Did you like "Recent Advances in the Analytical Chemistry of the Noble Metals" ?. Is the publishing date a recent one?. Anything "new" in it, like the more accurate balances, ICP, etc ?.


----------



## goldsilverpro (Jul 31, 2011)

HAuCl4 said:


> Did you like "Recent Advances in the Analytical Chemistry of the Noble Metals" ?. Is the publishing date a recent one?. Anything "new" in it, like the more accurate balances, ICP, etc ?.



I doubt it. I think it was published in about 1966 (edited - it was 1972). I haven't received it yet, since it's coming from the UK. I once owned a photocopy of Beamish's 600+ page "Analytical Chemistry of the Noble Metals", (a different book that Van Loon didn't participate in) though, and it was excellent. It was published about the same time. I've looked for a copy of it but have had no luck. I presently own the Beamish/Van Loon "Analysis of Noble Metals - Overview and Selected Methods" - 1977 - 325 pp. It's sort of a summary of some of the stuff in the longer books and I tend to use it quite often.


----------



## HAuCl4 (Jul 31, 2011)

OK. Thanks. If you see any new good stuff, please do keep us posted. I can see the publishing dates for the books go back to the 1970s metal prices boom. Most of the new equipment that exists today wasn't available then.


----------



## goldsilverpro (Jul 31, 2011)

HAuCl4 said:


> Most of the new equipment that exists today wasn't available then.

● **DATASET SECTION**
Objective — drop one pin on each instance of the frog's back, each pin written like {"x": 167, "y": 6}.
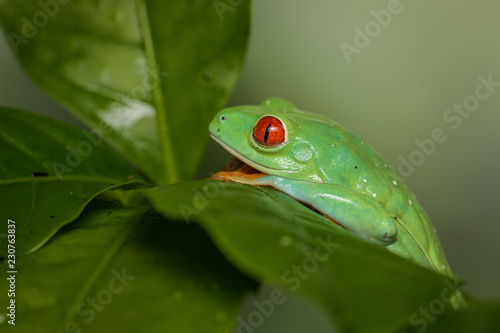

● **WHAT YOU NEED TO DO**
1. Copy out the forum thread on noble metal analysis books between "I doubt it." and "HAuCl4 (Jul 31, 2011)", inclusive.
2. Answer the following questions using the forum thread on noble metal analysis books.
(a) According to the edit, in what year was "Recent Advances in the Analytical Chemistry of the Noble Metals" published?
(b) How many pages does the Beamish/Van Loon "Analysis of Noble Metals - Overview and Selected Methods" have?
(c) To what period does HAuCl4 say the publishing dates of the books go back?

● **ANSWERS BY TASK**
1.
I doubt it. I think it was published in about 1966 (edited - it was 1972). I haven't received it yet, since it's coming from the UK. I once owned a photocopy of Beamish's 600+ page "Analytical Chemistry of the Noble Metals", (a different book that Van Loon didn't participate in) though, and it was excellent. It was published about the same time. I've looked for a copy of it but have had no luck. I presently own the Beamish/Van Loon "Analysis of Noble Metals - Overview and Selected Methods" - 1977 - 325 pp. It's sort of a summary of some of the stuff in the longer books and I tend to use it quite often.


----------



## HAuCl4 (Jul 31, 2011)

2.
(a) 1972
(b) 325 pages
(c) The 1970s metal prices boom